START DATA FOR ANALYSIS

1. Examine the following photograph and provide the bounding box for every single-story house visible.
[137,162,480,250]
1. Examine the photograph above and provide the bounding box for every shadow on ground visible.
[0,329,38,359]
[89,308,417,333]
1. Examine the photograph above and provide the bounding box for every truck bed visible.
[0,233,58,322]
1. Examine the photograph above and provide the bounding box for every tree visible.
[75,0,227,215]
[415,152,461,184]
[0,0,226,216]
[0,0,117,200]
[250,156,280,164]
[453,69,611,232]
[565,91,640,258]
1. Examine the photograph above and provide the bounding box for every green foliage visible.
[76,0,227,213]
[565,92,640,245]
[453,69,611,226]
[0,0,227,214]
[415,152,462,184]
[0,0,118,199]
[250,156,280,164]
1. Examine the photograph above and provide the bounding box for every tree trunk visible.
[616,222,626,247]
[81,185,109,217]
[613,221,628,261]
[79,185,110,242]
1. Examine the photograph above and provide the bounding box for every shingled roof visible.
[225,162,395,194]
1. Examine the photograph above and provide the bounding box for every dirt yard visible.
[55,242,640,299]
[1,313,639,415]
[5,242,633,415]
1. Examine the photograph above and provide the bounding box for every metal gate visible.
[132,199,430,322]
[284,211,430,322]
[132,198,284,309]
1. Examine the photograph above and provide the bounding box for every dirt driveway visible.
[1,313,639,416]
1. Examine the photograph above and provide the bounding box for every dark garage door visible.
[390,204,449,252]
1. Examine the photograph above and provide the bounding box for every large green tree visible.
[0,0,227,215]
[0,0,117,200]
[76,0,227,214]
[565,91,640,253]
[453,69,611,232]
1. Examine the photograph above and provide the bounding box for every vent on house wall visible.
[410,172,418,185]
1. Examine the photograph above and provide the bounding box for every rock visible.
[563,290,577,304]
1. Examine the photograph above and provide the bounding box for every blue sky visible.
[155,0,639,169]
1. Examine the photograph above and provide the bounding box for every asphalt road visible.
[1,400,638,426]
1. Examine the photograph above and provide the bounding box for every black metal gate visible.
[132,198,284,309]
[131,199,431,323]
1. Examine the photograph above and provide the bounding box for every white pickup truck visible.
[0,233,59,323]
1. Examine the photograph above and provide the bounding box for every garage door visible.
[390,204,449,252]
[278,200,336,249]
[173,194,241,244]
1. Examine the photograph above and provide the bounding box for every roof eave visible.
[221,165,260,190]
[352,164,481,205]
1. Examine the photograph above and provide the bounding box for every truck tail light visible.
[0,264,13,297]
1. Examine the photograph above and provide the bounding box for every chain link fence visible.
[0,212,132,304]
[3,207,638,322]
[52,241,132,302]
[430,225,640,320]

END DATA FOR ANALYSIS

▸ ABOUT THIS EXERCISE
Nothing in the records should be left out; write all of them out again exactly.

▸ RESULT
1. Examine the following photograph and provide the bounding box for every single-story house visible.
[137,162,480,250]
1. Examine the photograph above and provide the bounding box for every shadow on ground visible.
[0,329,38,359]
[89,308,417,333]
1. Examine the photograph above and provide the bounding box for every truck bed visible.
[0,233,58,322]
1. Examine the photograph above and provide the bounding box for every tree visible.
[75,0,227,215]
[415,152,461,184]
[0,0,226,216]
[0,0,117,200]
[250,156,280,164]
[453,69,611,232]
[565,91,640,258]
1. Examine the photograph above and provide the bounding box for every green foliage visible.
[76,0,227,213]
[565,92,640,245]
[453,69,611,226]
[0,0,227,214]
[415,152,462,184]
[0,0,118,199]
[250,156,280,164]
1. Examine the photograph above and provide the bounding box for every tree trunk visible.
[616,222,626,247]
[81,185,109,217]
[613,221,628,261]
[79,185,110,242]
1. Examine the photograph above and provide the bounding box for every shingled roof visible.
[225,162,395,194]
1. Examine the photograph above and provide the bounding box for every dirt yard visible.
[55,242,640,299]
[1,313,639,415]
[5,242,633,415]
1. Examine the photograph above and provide the bounding box for every metal gate visible.
[132,199,430,322]
[284,211,430,322]
[132,198,284,309]
1. Examine the photograph above and provide the bounding box for every dirt driveway visible.
[1,313,639,416]
1. Examine the photograph above and provide the bounding box for every dark garage door visible.
[390,204,449,252]
1. Examine the photograph above and provide the bounding box for every large green tree visible.
[0,0,227,215]
[0,0,117,200]
[76,0,227,214]
[565,91,640,253]
[453,69,611,232]
1. Examine the photograph above and provide the bounding box for every vent on house wall visible.
[410,172,418,185]
1. Examine the photograph above and provide the bounding box for every rock visible.
[563,290,577,304]
1. Examine the photograph above and provide the bounding box for every blue sky visible.
[155,0,639,169]
1. Examine the photograph above and provide the bounding box for every asphalt road visible.
[1,400,638,426]
1. Examine the photograph above and provide the bounding box for every black metal gate visible.
[132,198,284,309]
[131,199,431,323]
1. Examine the photograph above and provide the bounding box for every white pickup truck visible.
[0,233,59,323]
1. Examine the photograph above and provide the bounding box for every garage door visible.
[390,204,449,252]
[278,200,336,249]
[173,194,241,244]
1. Examine the photograph above and provide the bounding box for every roof eave visible.
[221,165,260,190]
[352,164,481,205]
1. Examine the photograph above and provide the bounding box for every truck tail light visible.
[0,264,13,297]
1. Examine the photograph above and provide the bounding box for every chain link fence visible.
[0,212,132,304]
[3,207,638,322]
[52,241,132,302]
[430,225,640,320]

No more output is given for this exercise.